___ Text for analysis ___
>>>> "John" == John Tobey
<jtobey(a)channel1.com> writes:
John> Efficiency can wait. At the moment I am more interested in
John> tuning the semantics of Perl as Emacs language and Perl as
John> Lisp extension.
OK. It may be really slow, though, if you need to go through the
low-level Mule functions rather than operate on the internal
representation directly.
John> Aside from the issue of regex search and replace, which I
John> assume for the sake of argument will be hard to get to work
John> with Perl regex, do
This doesn't make sense to me at all. Just add the Perl regex engine
to Emacs itself and define a bunch of functions with different names
that use the Perl engine's functionality. This has been discussed a
fair amount at different times. As long as you use the proper Emacs
functions to to the replacing, you shouldn't have a problem. I can't
vouch for their semantics as opposed to Perl's s/// operator, but
you specified regex semantics, not substitution.
John> you see any other Emacs features that cannot be accessed
John> simply by calling functions with the usual elisp data types?
Calling _Lisp_ functions (or low-level XEmacs functions), you mean?
That will always work in the sense of "do something" and "not crash
XEmacs unless there's an underlying bug". Whether the behavior will
make sense to Perl programmers is another question. And it probably
won't make sense to Lisp programmers, who will be expecting the "usual
side-effects" and will be presented with a different set.
> This is a MUCH better idea. Please consider using the external
> widget interface instead.
John> Huh? I want Perl to chew on the text in my buffer, not draw
John> widgets. Could you please elaborate.
"External widget" means to set up Perl to use XEmacs as an embedded
editor. Perl can slurp the file you want to edit into a Perl string,
pass it back and forth to XEmacs, etc. Similarly, it can slurp Perl
code out of another buffer. Restricting yourself in this way is
guaranteed Mule-safe, because strings will always be in external
represention rather than Mule representation (which internal
representation may change in the not-so-distant future if Oliver
Galibert has his way).
___ Extracted records ___
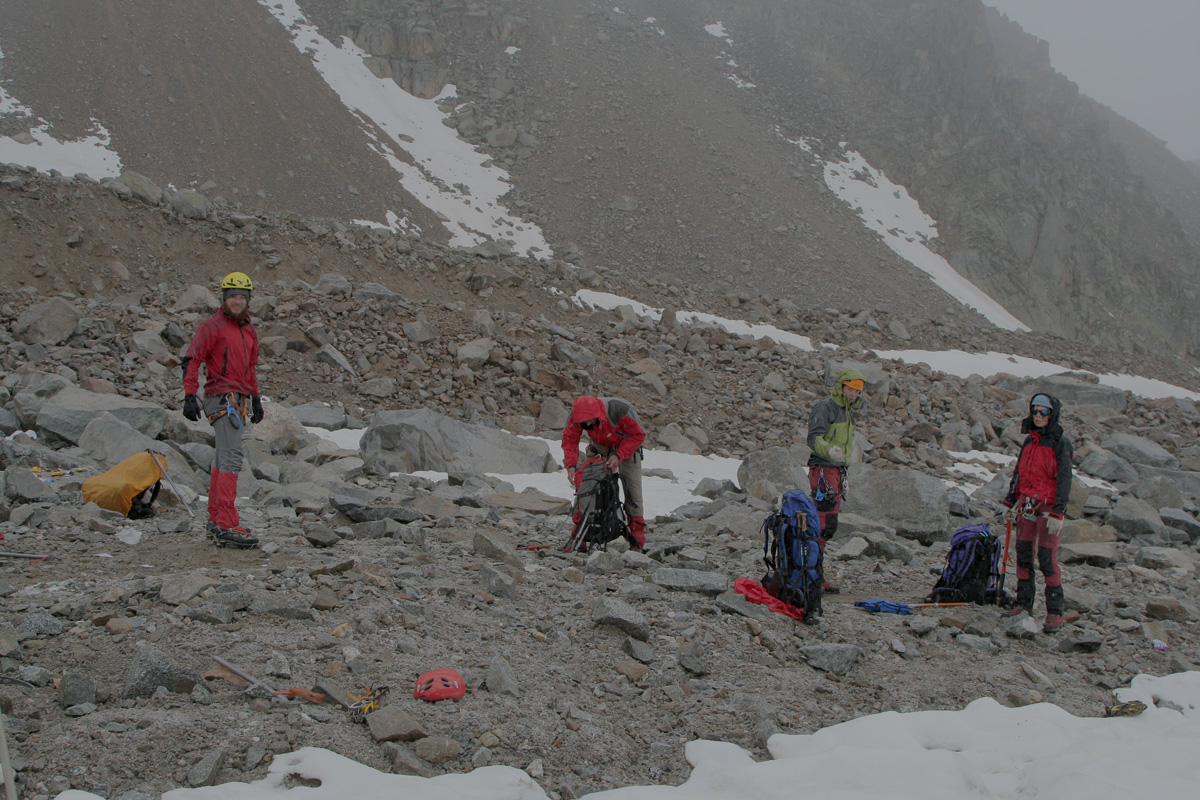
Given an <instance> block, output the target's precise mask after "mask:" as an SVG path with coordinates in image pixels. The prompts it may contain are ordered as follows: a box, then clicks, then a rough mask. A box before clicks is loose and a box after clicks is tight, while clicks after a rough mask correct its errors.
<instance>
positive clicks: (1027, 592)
mask: <svg viewBox="0 0 1200 800" xmlns="http://www.w3.org/2000/svg"><path fill="white" fill-rule="evenodd" d="M1033 589H1034V588H1033V581H1018V582H1016V601H1015V602H1014V603H1013V607H1012V608H1009V609H1008V610H1007V612H1004V613H1003V614H1001V616H1020V615H1021V614H1028V615H1030V616H1032V615H1033Z"/></svg>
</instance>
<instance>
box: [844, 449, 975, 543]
mask: <svg viewBox="0 0 1200 800" xmlns="http://www.w3.org/2000/svg"><path fill="white" fill-rule="evenodd" d="M841 507H842V510H844V511H846V512H848V513H857V515H859V516H863V517H868V518H870V519H875V521H877V522H881V523H883V524H886V525H888V527H890V528H894V529H895V531H896V534H899V535H900V536H904V537H906V539H916V540H917V541H919V542H920V543H922V545H930V543H932V542H947V541H949V540H950V535H952V534H953V533H954V529H953V527H952V525H950V501H949V498H948V495H947V493H946V486H944V485H943V483H942V482H941V481H940V480H937V479H936V477H932V476H930V475H925V474H924V473H918V471H917V470H913V469H871V468H866V467H864V468H863V469H860V470H857V475H851V477H850V480H847V492H846V499H845V500H844V501H842V504H841Z"/></svg>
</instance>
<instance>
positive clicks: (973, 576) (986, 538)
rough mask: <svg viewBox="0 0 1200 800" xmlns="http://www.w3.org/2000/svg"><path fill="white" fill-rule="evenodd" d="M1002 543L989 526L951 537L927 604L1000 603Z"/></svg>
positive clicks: (958, 533)
mask: <svg viewBox="0 0 1200 800" xmlns="http://www.w3.org/2000/svg"><path fill="white" fill-rule="evenodd" d="M1000 551H1001V546H1000V540H998V539H996V536H995V535H994V534H992V533H991V527H989V525H988V524H986V523H984V524H980V525H964V527H962V528H959V529H958V530H955V531H954V535H953V536H950V553H949V555H948V557H947V560H946V569H944V570H942V577H940V578H938V579H937V583H936V584H934V591H932V593H930V595H929V597H925V602H928V603H978V604H980V606H983V604H986V603H1000V602H1001V597H1000V594H1001V593H1000Z"/></svg>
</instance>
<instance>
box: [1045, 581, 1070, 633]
mask: <svg viewBox="0 0 1200 800" xmlns="http://www.w3.org/2000/svg"><path fill="white" fill-rule="evenodd" d="M1066 606H1067V603H1066V599H1064V597H1063V595H1062V587H1046V621H1045V622H1044V624H1043V625H1042V632H1043V633H1057V632H1058V628H1061V627H1062V613H1063V610H1066Z"/></svg>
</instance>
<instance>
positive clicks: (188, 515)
mask: <svg viewBox="0 0 1200 800" xmlns="http://www.w3.org/2000/svg"><path fill="white" fill-rule="evenodd" d="M146 452H148V453H150V457H151V458H154V463H155V464H156V465H157V467H158V469H160V470H161V471H162V476H163V477H166V479H167V482H168V483H170V489H172V492H174V493H175V497H176V498H179V501H180V503H182V504H184V507H185V509H187V516H188V517H194V516H196V513H194V512H193V511H192V506H190V505H187V500H185V499H184V494H182V492H180V491H179V487H178V486H175V480H174V479H173V477H172V476H170V473H169V471H168V470H167V456H166V455H163V453H161V452H158V451H157V450H148V451H146ZM160 458H162V462H160V461H158V459H160Z"/></svg>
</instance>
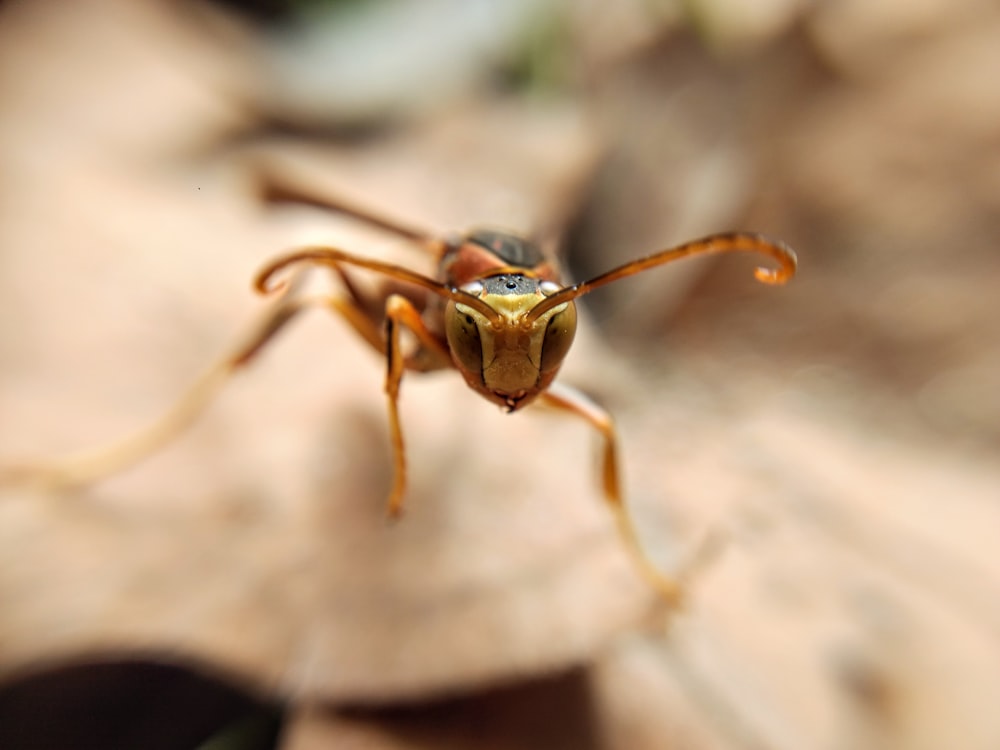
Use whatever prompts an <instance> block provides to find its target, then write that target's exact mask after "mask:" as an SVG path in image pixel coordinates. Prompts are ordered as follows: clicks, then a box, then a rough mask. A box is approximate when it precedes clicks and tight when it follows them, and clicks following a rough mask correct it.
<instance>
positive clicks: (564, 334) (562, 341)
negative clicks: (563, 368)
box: [541, 301, 576, 372]
mask: <svg viewBox="0 0 1000 750" xmlns="http://www.w3.org/2000/svg"><path fill="white" fill-rule="evenodd" d="M575 335H576V305H574V304H573V302H572V301H570V302H567V303H566V304H564V305H562V306H560V307H557V308H556V311H555V312H554V313H553V314H552V317H551V318H549V321H548V323H547V324H546V326H545V339H544V341H543V342H542V367H541V370H542V372H550V371H551V370H557V369H559V366H560V365H561V364H562V361H563V359H565V358H566V354H567V352H569V347H570V344H572V343H573V337H574V336H575Z"/></svg>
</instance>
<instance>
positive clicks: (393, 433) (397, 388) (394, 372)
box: [385, 294, 451, 518]
mask: <svg viewBox="0 0 1000 750" xmlns="http://www.w3.org/2000/svg"><path fill="white" fill-rule="evenodd" d="M402 326H406V327H407V328H408V329H410V331H412V332H413V334H414V335H415V336H416V337H417V342H418V343H419V344H420V347H419V349H418V351H417V352H416V354H415V355H412V356H418V355H420V354H421V353H423V354H425V355H426V354H429V355H430V356H431V357H432V358H433V359H435V360H436V361H437V362H439V363H440V364H441V365H442V366H444V365H445V364H450V363H451V355H450V354H449V352H448V347H447V345H446V344H445V343H444V342H442V341H441V340H440V339H439V338H438V337H437V336H435V335H434V334H433V333H432V332H431V331H430V330H429V329H428V328H427V326H426V325H425V323H424V320H423V318H422V317H421V315H420V311H419V310H417V308H416V307H415V306H414V305H413V303H412V302H411V301H410V300H408V299H407V298H406V297H403V296H402V295H399V294H393V295H391V296H390V297H389V299H388V300H386V303H385V339H386V341H385V359H386V374H385V393H386V396H387V398H388V401H389V432H390V435H391V438H392V455H393V470H394V475H393V482H392V490H391V492H390V493H389V504H388V514H389V517H390V518H398V517H399V515H400V514H401V513H402V512H403V499H404V496H405V494H406V446H405V444H404V442H403V430H402V427H401V426H400V422H399V386H400V383H401V382H402V380H403V371H404V370H406V369H407V367H409V366H410V363H411V361H412V356H411V358H410V360H407V359H406V358H405V357H404V356H403V352H402V346H401V343H400V334H401V332H402V331H401V329H402Z"/></svg>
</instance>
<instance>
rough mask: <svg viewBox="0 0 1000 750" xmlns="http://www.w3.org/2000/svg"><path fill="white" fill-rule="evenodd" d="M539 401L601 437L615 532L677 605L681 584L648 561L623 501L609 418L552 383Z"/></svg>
mask: <svg viewBox="0 0 1000 750" xmlns="http://www.w3.org/2000/svg"><path fill="white" fill-rule="evenodd" d="M541 398H542V399H543V400H544V401H545V403H547V404H549V405H550V406H554V407H556V408H557V409H561V410H563V411H568V412H571V413H572V414H575V415H577V416H578V417H582V418H583V419H584V420H586V421H587V422H588V423H589V424H590V425H591V426H592V427H593V428H594V429H596V430H597V431H598V432H599V433H600V434H601V438H602V440H603V443H604V446H603V448H604V456H603V462H602V467H601V480H602V485H603V489H604V497H605V499H606V500H607V501H608V504H609V505H610V506H611V511H612V512H613V513H614V515H615V521H616V522H617V525H618V533H619V534H620V535H621V537H622V540H623V541H624V542H625V546H626V548H627V549H628V551H629V553H630V554H631V555H632V559H633V561H634V562H635V564H636V566H637V567H638V568H639V570H640V572H641V573H642V575H643V577H644V578H646V580H647V581H648V582H649V583H650V584H651V585H652V586H653V588H655V589H656V590H657V591H658V592H659V593H660V595H661V596H662V597H663V598H664V599H665V600H666V601H667V602H668V603H669V604H670V605H671V606H675V607H676V606H679V605H680V604H681V600H682V598H683V591H682V587H681V583H680V581H678V580H676V579H674V578H671V577H670V576H668V575H666V574H665V573H663V572H661V571H660V570H659V569H658V568H657V567H656V565H655V564H654V563H653V561H652V560H650V559H649V556H648V555H647V554H646V551H645V549H643V546H642V543H641V542H640V541H639V535H638V534H637V533H636V529H635V524H634V523H633V522H632V516H631V515H630V514H629V512H628V507H627V506H626V505H625V502H624V499H623V498H622V494H621V485H620V482H619V474H618V448H617V444H618V436H617V432H616V430H615V424H614V421H613V420H612V418H611V415H610V414H609V413H608V412H607V411H605V410H604V409H602V408H601V407H600V406H598V405H597V404H595V403H594V402H593V401H591V400H590V399H589V398H587V397H586V396H584V395H583V394H582V393H580V392H579V391H577V390H575V389H573V388H570V387H568V386H566V385H563V384H561V383H553V384H552V385H551V386H550V387H549V389H548V390H546V391H545V392H544V393H542V394H541Z"/></svg>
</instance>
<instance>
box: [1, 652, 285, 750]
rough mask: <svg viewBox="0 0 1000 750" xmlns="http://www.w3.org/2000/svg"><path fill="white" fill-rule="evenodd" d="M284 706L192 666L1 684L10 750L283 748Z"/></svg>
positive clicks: (244, 749)
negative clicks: (266, 701)
mask: <svg viewBox="0 0 1000 750" xmlns="http://www.w3.org/2000/svg"><path fill="white" fill-rule="evenodd" d="M283 719H284V709H283V708H282V707H281V706H279V705H277V704H268V703H267V702H265V701H262V700H261V699H260V698H259V697H257V696H254V695H252V694H250V693H248V692H246V691H245V690H242V689H240V688H238V687H236V686H235V685H233V684H231V683H227V682H224V681H222V680H221V679H218V678H215V677H209V676H207V675H206V674H204V673H202V672H199V671H195V670H193V669H191V668H188V667H184V666H179V665H173V664H165V663H157V662H153V661H138V660H136V661H111V662H92V663H79V664H74V665H70V666H61V667H54V668H50V669H46V670H45V671H40V672H34V673H32V674H30V675H25V676H22V677H21V678H18V679H15V680H12V681H10V682H5V683H4V684H2V685H0V748H4V750H21V749H22V748H24V749H28V748H30V749H31V750H37V749H40V748H45V750H62V749H63V748H66V749H67V750H70V749H73V750H78V749H81V748H95V749H97V748H99V749H100V750H117V749H119V748H120V749H121V750H136V749H137V748H142V750H191V749H192V748H197V747H200V746H202V745H203V743H205V742H207V741H209V740H216V742H217V743H218V744H213V746H218V747H225V748H229V749H231V750H237V749H238V750H266V749H267V748H274V747H276V746H277V740H278V736H279V734H280V731H281V726H282V723H283Z"/></svg>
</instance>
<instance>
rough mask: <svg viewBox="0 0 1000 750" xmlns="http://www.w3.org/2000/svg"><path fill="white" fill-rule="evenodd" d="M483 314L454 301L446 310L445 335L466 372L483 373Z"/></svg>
mask: <svg viewBox="0 0 1000 750" xmlns="http://www.w3.org/2000/svg"><path fill="white" fill-rule="evenodd" d="M481 317H482V316H481V315H479V313H477V312H476V311H475V310H473V309H472V308H470V307H466V306H465V305H461V304H456V303H452V304H449V305H448V308H447V310H446V311H445V316H444V320H445V336H446V337H447V338H448V346H449V348H450V349H451V351H452V355H453V356H454V357H455V359H456V360H457V363H458V364H459V365H460V366H461V368H462V369H463V370H464V371H465V372H471V373H477V374H480V375H481V374H482V372H483V342H482V339H481V337H480V335H479V319H480V318H481Z"/></svg>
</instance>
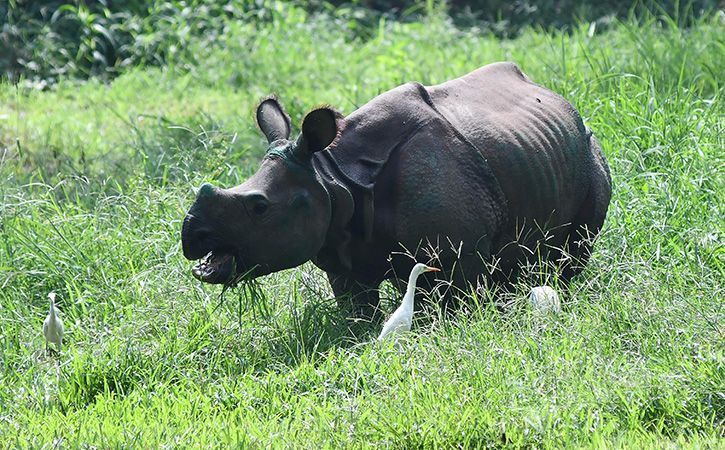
___
■ Tasks to perform:
A. List every programming language or text editor named in the Perl-and-XEmacs message.
B. Answer each of these from the Perl-and-XEmacs message:
(i) What does John say can wait?
(ii) What does the reply propose adding to Emacs itself?
(iii) Whose plans might change the internal representation?
C. Carry on the Perl-and-XEmacs message from its last sentence.

■ Answers for the exercise:
A. Perl, Emacs, Lisp, elisp, XEmacs

B.
(i) Efficiency.
(ii) The Perl regex engine.
(iii) Oliver Galibert's.

C.
This is of course a variation on Kyle's `shell-command-on-region'
strategy, except that XEmacs itself is your shell, and it's embedded
into Perl.
John> The sequence `C-u M-| perl' is etched in my spinal cord, but
John> sometimes one wants Perl for more sophisticated jobs, and
John> sometimes one is deprived of a reasonable shell.
If "more sophisticated" means running external processes, etc, (all
those things that Perl has nice primitives for), it scares me, too.
For example, take the file writing functions. Are you going to
disable Perl's functions? If not, how are you going to make them
respect Emacs's locking conventions?
John> Sure, I suppose you could implement a major mode as a
John> separate Perl process, but who really wants to invent
John> protocols for such things? Not to mention ways to serialize
John> and deserialize interesting data structures.
You have to invent protocols and [de]serialize anyway, unless you
don't care about any users who aren't you. You can just be more
flexible and less careful when you grab access to the internal
representation (== longer rope). No?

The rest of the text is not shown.